■ **Задания**
[a] Ответьте по отрывку:
(i) Какое письмо ждет Верховенский?
(ii) Какой атрибут подбирает идея «общего дела»?
(iii) Где стоит Николай Ставрогин, когда вдергивает головой?
[b] Перечислите всё, что, согласно отрывку, отобрано с операционной точностью.

■ **Исходный отрывок**
++++
Два актера ведут диалог, а зрители задних рядов неслышно привстают, чтобы не пропустить самого тихого слова. Интонации, паузы, актерские жесты отобраны с какой-то операционной точностью. Верховенский ждет необходимого для "дела" предсмертного письма. А симпатичный Кирилов, ради своего индивидуального "дела" уже принявший решение о самоубийстве, вдруг - наперекор собственным и чужим теориям - бунтует против смерти. Он хочет жить! По существу, Верховенский убил этого человека. То, как цинично и холодно он это проделывает, даже вспомнить страшно.

Это вообще мучительно - наблюдать, что из мрака русской жизни выступает идея какого-то "общего дела", подчиняет себе интеллект и волю многих, вербует сторонников, подбирает необходимый атрибут - острые ножи, скользкие веревки. Разгулявшись, злая сила играет с человеческими страстями, попирает все живое, а после себя оставляет только трупы - обугленные, растоптанные, может, уже и не годные для опознания. По счастью, эти ужасы на сцене не показаны. Но к финалу мы узнаем, что хромоножка и ее брат зарезаны, Кириллов нажал-таки на курок, а Лиза затоптана толпой. Последнее из этого ряда наглядное знание: стоя в луче света, Николай Ставрогин так вдергивает головой, так откидывает ее назад, что нет сомнений и в его страшном конце. В длинном спектакле многое кратко и краткости найдено точное место.
++++
■ **Исходные записи**

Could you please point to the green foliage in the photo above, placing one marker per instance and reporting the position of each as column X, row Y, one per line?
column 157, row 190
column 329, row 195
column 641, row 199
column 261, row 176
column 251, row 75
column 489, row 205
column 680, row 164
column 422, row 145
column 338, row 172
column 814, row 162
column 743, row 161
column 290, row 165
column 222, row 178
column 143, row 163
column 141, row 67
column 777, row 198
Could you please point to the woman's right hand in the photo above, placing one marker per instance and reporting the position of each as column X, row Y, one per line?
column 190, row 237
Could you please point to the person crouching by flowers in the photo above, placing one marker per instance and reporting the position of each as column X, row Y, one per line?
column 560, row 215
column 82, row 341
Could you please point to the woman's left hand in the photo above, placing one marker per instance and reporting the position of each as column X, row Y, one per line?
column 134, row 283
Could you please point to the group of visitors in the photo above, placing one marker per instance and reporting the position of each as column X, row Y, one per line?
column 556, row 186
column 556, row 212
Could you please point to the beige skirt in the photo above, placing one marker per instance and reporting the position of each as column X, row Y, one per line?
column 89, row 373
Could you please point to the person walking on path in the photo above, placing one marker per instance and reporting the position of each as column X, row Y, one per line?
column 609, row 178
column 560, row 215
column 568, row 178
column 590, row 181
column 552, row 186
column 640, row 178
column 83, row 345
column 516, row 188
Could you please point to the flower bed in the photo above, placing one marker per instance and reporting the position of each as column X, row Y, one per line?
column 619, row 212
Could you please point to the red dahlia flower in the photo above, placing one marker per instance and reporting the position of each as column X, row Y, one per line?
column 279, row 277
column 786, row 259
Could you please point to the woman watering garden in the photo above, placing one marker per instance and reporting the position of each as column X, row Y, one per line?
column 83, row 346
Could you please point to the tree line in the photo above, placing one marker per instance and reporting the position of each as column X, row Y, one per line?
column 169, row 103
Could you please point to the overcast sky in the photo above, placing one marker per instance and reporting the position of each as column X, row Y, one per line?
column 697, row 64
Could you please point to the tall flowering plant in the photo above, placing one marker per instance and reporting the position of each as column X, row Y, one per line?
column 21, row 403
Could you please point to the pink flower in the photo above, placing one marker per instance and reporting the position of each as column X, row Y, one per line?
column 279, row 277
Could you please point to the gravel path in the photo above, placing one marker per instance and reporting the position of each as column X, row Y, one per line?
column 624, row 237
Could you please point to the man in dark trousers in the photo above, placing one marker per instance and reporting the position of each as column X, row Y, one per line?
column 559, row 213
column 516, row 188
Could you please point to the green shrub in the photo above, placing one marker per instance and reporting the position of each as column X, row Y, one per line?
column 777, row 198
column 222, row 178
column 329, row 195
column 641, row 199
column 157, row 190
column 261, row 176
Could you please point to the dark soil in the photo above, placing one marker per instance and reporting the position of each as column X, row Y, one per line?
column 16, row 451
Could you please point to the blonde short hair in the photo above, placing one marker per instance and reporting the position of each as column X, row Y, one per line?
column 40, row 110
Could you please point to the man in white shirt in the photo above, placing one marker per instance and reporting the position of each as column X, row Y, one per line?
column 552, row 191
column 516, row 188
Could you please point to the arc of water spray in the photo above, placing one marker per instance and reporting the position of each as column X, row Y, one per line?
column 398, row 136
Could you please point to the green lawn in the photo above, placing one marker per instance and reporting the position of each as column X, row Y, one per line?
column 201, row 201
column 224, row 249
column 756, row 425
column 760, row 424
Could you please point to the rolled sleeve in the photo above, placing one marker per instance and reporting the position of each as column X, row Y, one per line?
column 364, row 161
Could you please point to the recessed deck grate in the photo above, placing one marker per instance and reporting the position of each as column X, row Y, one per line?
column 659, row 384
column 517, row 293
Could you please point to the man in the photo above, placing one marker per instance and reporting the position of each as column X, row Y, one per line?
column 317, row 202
++++
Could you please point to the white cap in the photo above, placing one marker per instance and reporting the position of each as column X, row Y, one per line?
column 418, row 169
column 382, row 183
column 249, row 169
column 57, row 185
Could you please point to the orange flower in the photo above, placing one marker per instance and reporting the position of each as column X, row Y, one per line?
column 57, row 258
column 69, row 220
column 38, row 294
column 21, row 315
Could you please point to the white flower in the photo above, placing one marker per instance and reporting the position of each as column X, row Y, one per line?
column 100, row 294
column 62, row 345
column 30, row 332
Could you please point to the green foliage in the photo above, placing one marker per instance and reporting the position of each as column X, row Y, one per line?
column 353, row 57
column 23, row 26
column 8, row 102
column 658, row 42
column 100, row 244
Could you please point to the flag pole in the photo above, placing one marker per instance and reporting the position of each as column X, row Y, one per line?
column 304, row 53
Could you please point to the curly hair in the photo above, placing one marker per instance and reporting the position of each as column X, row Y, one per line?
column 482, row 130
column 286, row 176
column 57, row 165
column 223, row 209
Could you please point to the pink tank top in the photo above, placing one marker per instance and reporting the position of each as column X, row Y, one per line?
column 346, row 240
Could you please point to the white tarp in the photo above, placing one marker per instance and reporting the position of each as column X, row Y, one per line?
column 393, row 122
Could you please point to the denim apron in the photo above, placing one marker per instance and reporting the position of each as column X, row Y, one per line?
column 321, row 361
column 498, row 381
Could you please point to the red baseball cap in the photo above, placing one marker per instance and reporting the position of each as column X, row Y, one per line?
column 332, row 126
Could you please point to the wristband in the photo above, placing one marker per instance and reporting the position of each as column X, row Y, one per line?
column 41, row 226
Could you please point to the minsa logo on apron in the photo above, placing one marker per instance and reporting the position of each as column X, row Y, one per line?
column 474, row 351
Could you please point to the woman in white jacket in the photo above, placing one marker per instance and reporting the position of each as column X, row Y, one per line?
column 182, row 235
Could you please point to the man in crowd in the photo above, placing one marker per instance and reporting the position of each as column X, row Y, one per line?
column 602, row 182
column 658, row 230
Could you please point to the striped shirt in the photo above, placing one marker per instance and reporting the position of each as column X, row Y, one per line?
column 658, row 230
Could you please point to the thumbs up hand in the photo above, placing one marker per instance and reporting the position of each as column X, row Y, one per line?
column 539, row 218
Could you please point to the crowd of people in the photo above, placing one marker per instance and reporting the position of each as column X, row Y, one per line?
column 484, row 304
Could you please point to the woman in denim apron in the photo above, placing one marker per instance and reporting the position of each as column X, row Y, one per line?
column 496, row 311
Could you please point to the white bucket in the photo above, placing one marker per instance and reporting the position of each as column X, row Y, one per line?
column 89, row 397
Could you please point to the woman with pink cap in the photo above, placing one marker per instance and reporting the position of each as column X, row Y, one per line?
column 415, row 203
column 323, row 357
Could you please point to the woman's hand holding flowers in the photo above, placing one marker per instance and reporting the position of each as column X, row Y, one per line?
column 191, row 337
++++
■ **Ответы к заданиям**
[a]
(i) Предсмертное письмо, необходимое для «дела».
(ii) Острые ножи и скользкие веревки.
(iii) В луче света.

[b] Интонации, паузы, актерские жесты.